------ Excerpted data

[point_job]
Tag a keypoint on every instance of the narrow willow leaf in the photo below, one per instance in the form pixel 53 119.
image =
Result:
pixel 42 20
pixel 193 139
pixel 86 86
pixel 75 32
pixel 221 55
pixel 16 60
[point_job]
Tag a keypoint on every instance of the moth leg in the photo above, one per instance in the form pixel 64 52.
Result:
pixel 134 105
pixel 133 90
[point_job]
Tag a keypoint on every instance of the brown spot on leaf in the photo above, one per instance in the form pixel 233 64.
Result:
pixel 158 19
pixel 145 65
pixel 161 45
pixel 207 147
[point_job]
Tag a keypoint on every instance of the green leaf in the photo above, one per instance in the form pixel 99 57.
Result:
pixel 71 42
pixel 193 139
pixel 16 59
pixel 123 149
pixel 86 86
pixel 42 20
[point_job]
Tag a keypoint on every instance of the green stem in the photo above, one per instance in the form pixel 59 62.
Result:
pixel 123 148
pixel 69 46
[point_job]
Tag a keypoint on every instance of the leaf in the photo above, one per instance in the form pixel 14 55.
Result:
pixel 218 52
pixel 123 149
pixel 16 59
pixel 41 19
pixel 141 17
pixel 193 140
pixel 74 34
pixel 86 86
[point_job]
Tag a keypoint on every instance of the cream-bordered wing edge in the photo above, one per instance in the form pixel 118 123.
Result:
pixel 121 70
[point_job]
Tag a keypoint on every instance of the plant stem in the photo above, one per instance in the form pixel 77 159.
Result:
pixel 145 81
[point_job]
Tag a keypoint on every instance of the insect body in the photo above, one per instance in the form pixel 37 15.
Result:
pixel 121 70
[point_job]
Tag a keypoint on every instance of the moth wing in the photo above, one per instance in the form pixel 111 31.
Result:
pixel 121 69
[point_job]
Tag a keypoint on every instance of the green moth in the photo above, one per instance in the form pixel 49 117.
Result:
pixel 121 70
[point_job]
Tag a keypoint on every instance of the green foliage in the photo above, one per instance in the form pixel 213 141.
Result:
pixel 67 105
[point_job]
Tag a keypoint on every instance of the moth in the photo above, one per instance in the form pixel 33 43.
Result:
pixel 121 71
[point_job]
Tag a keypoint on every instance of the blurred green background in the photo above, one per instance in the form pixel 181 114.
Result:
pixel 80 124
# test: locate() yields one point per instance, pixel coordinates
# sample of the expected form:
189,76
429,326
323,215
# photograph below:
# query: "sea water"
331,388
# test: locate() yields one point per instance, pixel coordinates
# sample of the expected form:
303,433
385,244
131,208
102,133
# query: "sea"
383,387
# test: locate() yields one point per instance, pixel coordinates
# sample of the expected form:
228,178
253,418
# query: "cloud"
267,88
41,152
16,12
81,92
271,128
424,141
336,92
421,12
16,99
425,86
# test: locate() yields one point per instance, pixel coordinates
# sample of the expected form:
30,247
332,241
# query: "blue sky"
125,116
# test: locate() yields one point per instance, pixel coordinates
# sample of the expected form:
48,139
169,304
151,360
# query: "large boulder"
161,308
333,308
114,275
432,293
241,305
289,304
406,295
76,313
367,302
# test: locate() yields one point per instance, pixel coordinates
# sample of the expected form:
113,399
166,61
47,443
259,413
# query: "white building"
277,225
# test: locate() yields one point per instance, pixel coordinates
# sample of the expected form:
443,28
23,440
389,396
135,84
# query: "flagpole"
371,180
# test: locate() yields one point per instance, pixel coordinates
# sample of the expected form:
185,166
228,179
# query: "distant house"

------------

[Task to complete]: Give back the data exactly, with no line dropped.

[Solution for this task]:
[point_job]
Tag a keypoint on every instance of the narrow willow leaf in the photo below, one per instance in the form pixel 53 119.
image =
Result:
pixel 42 20
pixel 193 139
pixel 86 86
pixel 75 32
pixel 221 55
pixel 16 60
[point_job]
Tag a keypoint on every instance of the moth leg in the photo above, one per instance in the form pixel 64 52.
Result:
pixel 134 105
pixel 133 90
[point_job]
Tag a keypoint on every instance of the brown spot on leaf in the photo above, one per instance in the form pixel 233 64.
Result:
pixel 158 19
pixel 145 65
pixel 161 45
pixel 207 147
[point_job]
Tag a keypoint on every instance of the green leaf in the photo above, one per instance in the form pixel 99 57.
Result:
pixel 71 42
pixel 193 139
pixel 16 59
pixel 123 149
pixel 86 86
pixel 42 20
[point_job]
Tag a keypoint on every instance of the green stem in the photo above, one per instance in the form pixel 59 62.
Result:
pixel 123 148
pixel 69 46
[point_job]
Tag a keypoint on every instance of the leaf in the photo above, one per instance in the form pixel 14 55.
Result:
pixel 218 52
pixel 123 149
pixel 16 59
pixel 41 19
pixel 141 17
pixel 193 140
pixel 74 34
pixel 86 86
[point_job]
Tag a keypoint on every instance of the cream-bordered wing edge in the photo above, one per instance in the form pixel 118 123.
Result:
pixel 121 70
[point_job]
Tag a keypoint on every instance of the plant stem in the photo above, one per instance in the form pixel 77 159.
Result:
pixel 145 81
[point_job]
Tag a keypoint on every instance of the insect body in the photo above, one per instance in the form pixel 37 15.
Result:
pixel 121 70
[point_job]
Tag a keypoint on every instance of the moth wing in the photo above, one per instance in the form pixel 111 31.
Result:
pixel 121 69
[point_job]
Tag a keypoint on every instance of the green moth in the photo above, one per instance in the form pixel 49 117.
Result:
pixel 121 70
[point_job]
Tag a keypoint on every instance of the green foliage in the photo above, one per instance in the form pixel 213 141.
Result:
pixel 67 105
[point_job]
Tag a keypoint on every instance of the moth in the photo above, one per instance in the form pixel 33 43.
Result:
pixel 121 71
[point_job]
Tag a keypoint on every instance of the blurred green background in the photo above, one per instance in the form pixel 181 114.
Result:
pixel 80 124
# test: locate() yields one point per instance, pixel coordinates
# sample of the expected form:
189,76
429,326
323,215
# photograph below:
# query: "sea water"
331,388
# test: locate() yields one point per instance, pixel coordinates
# sample of the expected form:
303,433
385,244
131,208
102,133
# query: "sea"
383,387
# test: locate() yields one point per instance, pixel coordinates
# sample of the expected form:
228,178
253,418
# query: "cloud"
267,88
41,152
16,12
81,92
271,128
424,141
336,92
421,12
16,99
425,86
# test: locate() yields one point per instance, pixel coordinates
# sample of the expected form:
30,247
332,241
# query: "blue sky"
125,116
# test: locate() yields one point per instance, pixel coordinates
# sample of the expected form:
48,139
169,304
151,360
# query: "large boulder"
161,308
333,308
114,275
432,293
241,305
289,304
406,295
76,313
367,302
# test: locate() yields one point per instance, pixel coordinates
# sample of the expected form:
113,399
166,61
47,443
259,413
# query: "white building"
277,225
# test: locate() yields one point per instance, pixel coordinates
# sample of the expected form:
443,28
23,440
389,396
135,84
# query: "flagpole"
371,180
# test: locate() yields one point per instance, pixel coordinates
# sample of the expected form:
185,166
228,179
# query: "distant house"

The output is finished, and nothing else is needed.